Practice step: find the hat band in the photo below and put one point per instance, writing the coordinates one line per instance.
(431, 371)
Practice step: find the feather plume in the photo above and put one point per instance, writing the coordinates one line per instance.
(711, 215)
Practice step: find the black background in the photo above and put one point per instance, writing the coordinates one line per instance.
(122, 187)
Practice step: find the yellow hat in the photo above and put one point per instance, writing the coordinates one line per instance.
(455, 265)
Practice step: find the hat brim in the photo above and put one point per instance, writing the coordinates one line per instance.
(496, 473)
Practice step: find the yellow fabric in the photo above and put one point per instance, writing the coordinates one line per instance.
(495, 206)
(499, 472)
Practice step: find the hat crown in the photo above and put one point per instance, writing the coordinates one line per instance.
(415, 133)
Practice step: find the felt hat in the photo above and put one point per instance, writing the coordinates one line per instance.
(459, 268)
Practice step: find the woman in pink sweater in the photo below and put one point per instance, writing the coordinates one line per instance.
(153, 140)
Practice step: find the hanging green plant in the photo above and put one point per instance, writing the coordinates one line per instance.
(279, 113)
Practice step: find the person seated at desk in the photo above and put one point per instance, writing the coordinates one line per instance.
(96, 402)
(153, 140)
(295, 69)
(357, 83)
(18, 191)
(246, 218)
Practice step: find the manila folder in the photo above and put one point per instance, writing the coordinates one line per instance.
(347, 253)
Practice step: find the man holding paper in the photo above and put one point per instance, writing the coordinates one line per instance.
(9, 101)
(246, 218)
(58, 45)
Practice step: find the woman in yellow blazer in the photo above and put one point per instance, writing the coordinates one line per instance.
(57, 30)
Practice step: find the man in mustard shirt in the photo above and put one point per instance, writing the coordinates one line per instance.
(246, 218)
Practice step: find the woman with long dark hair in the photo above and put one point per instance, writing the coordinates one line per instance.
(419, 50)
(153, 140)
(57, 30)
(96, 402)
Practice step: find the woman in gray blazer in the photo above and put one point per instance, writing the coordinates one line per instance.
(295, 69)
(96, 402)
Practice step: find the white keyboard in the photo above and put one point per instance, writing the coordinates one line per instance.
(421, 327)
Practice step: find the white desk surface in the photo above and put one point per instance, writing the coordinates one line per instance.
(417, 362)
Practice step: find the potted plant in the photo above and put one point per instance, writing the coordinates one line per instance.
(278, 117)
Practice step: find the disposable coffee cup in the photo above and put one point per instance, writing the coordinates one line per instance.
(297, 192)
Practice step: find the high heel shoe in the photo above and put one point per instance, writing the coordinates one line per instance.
□ □ □ □ □ □ □
Rescale the stretch of the listing from the line containing "Practice step: find the white desk" through the end of the listing, both ends included. Reproduce every line, including each request, unchanged except that every coordinate in the answers is multiplied by 0.55 and rounded to the nearest whole number, with halves rounded up.

Practice step: find the white desk surface in the photo above and put one point per instance, writing the coordinates one line per instance.
(229, 199)
Practice step: find the potted plant in the photo above and put one point per instance, writing the coordinates one line per instance.
(153, 64)
Practice step: find the disposable coffee cup in the photo above and put one point per instance, writing the coordinates one line per instance.
(163, 106)
Practice step: find the high heel shoe in the photo above and put one point per instance, writing the coordinates one line per instance.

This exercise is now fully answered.